Given text:
★ ★ ★ ★ ★ ★ ★
# CRS and ECSA confusion



## sully007 (Mar 10, 2017)

Hi Guys,

Very glad I cam across this forum as I'm struggling to understand certain things.

I'm currently in Joburg getting my paperwork in order before I leave again for the UK and apply through VFS there.

I'm a UK national who spent 12 years of my childhood in SA and have plenty of family here which is why i want to move here.

I completed Aerospace Engineering (graduated 2012) at degree level and have so far only submitted my certificate for evaluation at MIE. 

I don't have any work experience in Aerospace but have worked as a technical engineer in a Dairy plant. 

These are the questions:

1) How long does ECSA take for registration?

2) Will they reject me on the basis of not having Aerospace industry experience?

3) Do I still need SAQA certificate even though MIE will validate my certificate for me?

A long post I know, but any help would be greatly appreciated!

Thanks in advance!


----------



## 49761218 (May 17, 2016)

I think you can register with ECSA.The work you have done or you are doing is very important in your registability.There is also the alternate route if you dont have the benchmark qualification.
I kindly advise you to read registration requirements for all categories on the ECSA website.
★ ★ ★ ★ ★ ★ ★
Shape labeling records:
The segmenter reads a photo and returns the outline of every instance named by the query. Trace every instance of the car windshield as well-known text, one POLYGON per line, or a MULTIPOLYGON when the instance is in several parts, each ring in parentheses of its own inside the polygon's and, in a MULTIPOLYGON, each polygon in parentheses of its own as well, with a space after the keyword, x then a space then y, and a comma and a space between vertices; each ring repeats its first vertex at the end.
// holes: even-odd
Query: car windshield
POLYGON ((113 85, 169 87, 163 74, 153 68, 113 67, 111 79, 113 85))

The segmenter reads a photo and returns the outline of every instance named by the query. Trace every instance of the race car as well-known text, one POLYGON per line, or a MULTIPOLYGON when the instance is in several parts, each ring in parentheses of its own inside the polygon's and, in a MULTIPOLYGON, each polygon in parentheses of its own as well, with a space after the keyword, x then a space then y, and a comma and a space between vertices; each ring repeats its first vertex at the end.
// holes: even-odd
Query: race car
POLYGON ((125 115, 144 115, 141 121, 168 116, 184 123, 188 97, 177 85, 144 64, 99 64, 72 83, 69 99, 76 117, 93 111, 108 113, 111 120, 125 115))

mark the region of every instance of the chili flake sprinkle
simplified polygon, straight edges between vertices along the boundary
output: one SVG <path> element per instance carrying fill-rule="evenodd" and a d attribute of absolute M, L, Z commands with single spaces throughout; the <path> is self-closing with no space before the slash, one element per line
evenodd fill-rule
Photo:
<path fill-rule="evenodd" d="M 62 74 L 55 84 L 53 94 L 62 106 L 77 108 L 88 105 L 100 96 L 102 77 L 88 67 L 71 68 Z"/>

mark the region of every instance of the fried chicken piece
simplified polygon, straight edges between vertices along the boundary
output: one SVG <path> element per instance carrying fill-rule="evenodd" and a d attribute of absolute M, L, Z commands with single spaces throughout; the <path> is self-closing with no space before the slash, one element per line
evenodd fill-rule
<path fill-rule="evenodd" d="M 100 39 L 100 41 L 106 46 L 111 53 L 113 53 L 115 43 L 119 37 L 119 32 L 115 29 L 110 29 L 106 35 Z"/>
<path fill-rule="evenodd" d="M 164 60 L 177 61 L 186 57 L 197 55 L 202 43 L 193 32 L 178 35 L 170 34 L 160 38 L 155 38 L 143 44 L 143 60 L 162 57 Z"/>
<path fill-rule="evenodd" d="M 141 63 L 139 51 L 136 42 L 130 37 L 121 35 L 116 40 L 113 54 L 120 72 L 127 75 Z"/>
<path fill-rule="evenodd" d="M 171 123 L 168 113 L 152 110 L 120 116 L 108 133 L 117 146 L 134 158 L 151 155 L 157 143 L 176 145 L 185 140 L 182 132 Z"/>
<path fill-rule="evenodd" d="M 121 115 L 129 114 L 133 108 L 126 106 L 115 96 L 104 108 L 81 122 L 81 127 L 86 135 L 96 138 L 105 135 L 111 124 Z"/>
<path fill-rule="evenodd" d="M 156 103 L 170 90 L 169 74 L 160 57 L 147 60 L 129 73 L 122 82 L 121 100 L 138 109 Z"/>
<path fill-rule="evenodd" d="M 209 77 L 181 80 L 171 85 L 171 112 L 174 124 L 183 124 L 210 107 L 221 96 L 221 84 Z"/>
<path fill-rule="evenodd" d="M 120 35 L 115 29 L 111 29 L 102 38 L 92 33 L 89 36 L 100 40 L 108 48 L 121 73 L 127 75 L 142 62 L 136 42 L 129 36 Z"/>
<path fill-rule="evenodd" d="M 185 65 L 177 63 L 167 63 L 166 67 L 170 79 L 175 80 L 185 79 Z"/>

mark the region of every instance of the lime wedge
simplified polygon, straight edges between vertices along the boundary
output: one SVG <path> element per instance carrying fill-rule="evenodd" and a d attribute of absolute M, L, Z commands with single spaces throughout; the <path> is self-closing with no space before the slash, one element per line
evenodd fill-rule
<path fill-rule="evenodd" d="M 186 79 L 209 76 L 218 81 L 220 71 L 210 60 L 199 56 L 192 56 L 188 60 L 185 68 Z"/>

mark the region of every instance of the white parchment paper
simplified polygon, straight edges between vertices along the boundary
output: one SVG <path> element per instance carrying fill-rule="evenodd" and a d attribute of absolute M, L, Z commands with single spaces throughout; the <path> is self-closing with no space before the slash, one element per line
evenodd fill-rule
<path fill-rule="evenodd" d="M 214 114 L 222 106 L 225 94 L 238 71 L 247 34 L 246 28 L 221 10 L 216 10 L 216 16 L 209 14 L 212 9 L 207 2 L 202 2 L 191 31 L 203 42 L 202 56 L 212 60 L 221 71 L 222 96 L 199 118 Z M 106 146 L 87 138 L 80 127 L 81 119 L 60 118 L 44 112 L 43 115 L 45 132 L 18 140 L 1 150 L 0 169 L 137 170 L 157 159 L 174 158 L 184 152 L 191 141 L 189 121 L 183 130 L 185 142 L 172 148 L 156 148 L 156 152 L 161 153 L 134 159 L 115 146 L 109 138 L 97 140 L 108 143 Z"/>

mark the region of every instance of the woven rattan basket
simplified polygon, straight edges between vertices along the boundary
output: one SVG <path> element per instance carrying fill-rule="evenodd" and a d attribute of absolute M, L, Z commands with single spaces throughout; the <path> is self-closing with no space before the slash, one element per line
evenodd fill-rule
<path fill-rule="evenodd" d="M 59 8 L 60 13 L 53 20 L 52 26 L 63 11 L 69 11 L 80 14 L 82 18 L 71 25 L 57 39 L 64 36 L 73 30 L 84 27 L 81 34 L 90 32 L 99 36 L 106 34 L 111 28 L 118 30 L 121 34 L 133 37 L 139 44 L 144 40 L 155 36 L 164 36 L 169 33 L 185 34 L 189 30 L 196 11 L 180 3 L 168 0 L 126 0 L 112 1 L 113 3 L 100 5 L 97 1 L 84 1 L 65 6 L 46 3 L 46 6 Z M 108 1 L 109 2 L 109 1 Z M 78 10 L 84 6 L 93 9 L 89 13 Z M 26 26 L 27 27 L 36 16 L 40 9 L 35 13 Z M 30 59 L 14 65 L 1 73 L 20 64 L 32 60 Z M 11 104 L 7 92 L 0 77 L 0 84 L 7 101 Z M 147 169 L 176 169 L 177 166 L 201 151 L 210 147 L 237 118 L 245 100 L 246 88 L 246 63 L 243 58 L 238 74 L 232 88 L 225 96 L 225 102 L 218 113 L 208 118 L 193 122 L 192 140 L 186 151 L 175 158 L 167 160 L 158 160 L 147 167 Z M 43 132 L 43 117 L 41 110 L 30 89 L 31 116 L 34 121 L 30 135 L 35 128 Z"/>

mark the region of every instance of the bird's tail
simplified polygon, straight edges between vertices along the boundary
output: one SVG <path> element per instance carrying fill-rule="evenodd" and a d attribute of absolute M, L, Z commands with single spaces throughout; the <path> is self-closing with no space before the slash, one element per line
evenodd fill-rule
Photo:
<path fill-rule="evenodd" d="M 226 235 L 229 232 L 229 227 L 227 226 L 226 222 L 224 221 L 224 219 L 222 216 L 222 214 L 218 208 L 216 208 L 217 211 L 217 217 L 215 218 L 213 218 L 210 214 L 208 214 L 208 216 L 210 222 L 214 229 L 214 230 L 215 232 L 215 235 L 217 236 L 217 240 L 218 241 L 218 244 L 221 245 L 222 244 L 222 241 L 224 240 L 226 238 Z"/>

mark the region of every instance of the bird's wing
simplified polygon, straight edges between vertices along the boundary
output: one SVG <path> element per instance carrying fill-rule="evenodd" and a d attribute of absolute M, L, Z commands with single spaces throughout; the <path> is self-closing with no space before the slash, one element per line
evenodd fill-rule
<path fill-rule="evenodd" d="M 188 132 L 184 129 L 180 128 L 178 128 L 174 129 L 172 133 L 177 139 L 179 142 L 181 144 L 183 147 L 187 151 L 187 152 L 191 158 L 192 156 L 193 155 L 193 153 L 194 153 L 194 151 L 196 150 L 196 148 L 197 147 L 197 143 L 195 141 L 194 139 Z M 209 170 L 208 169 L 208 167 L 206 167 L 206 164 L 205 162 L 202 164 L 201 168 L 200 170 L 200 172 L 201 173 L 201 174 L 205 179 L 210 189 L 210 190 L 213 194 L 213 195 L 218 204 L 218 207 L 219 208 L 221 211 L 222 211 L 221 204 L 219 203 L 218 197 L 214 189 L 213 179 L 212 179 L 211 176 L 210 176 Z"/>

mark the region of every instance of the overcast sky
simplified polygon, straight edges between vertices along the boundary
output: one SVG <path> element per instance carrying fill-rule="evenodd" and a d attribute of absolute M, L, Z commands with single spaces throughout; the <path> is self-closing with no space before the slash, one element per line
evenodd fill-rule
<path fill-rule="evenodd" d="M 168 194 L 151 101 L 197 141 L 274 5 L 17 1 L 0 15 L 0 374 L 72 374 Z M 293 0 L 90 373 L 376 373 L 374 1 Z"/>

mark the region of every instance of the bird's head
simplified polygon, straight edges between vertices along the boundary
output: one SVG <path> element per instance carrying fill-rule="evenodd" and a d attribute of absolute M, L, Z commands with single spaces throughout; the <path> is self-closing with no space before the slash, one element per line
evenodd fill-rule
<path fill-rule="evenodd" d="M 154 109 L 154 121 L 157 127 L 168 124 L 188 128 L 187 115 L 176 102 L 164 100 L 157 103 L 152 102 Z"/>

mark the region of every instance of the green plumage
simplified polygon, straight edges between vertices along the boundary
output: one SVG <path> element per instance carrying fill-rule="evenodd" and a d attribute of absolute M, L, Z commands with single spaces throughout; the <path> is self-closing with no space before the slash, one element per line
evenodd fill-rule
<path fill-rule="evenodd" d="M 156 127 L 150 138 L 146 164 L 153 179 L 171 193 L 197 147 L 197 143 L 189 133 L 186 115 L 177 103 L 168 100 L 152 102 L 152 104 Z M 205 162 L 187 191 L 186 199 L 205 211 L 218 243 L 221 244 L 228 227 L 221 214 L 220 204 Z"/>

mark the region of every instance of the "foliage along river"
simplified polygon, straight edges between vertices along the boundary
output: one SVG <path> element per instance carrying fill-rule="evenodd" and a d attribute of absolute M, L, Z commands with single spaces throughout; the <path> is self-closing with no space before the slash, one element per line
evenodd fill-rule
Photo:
★ ★ ★ ★ ★ ★ ★
What to produce: Resume the forum thread on ECSA registration, writing on from its final sentence.

Answer below:
----------



## sully007 (Mar 10, 2017)

49761218 said:


> I think you can register with ECSA.The work you have done or you are doing is very important in your registability.There is also the alternate route if you dont have the benchmark qualification.
> I kindly advise you to read registration requirements for all categories on the ECSA website.


Yes thank you. I have read ECSA registration and its unclear if experience is a factor or not in granting membership.

However, I spoke to a solicitor and he stated that without experience in Aerospace, I would not be granted membership.

I'm looking for someones personal experience, or even another lawyer on here, with ECSA who may be able to shed some more light on this?

Thanks again


----------



## Kickagainstxenophobia (Feb 9, 2016)

First thing first, timeline registration wit ECSA depends on individual's application. U may want to read again all the requirements DHA needed for your application to go through. If you're applying under critical skills, then registration wit ECSA is mandatory otherwise your application will be rejected. 

Secondly, if u read DHA requirements again, you'll see that SAQA certificate is mandatory otherwise your application will be rejected. Infact, VFS won't accept your documents in the first place for missing SAQA evaluation certificate.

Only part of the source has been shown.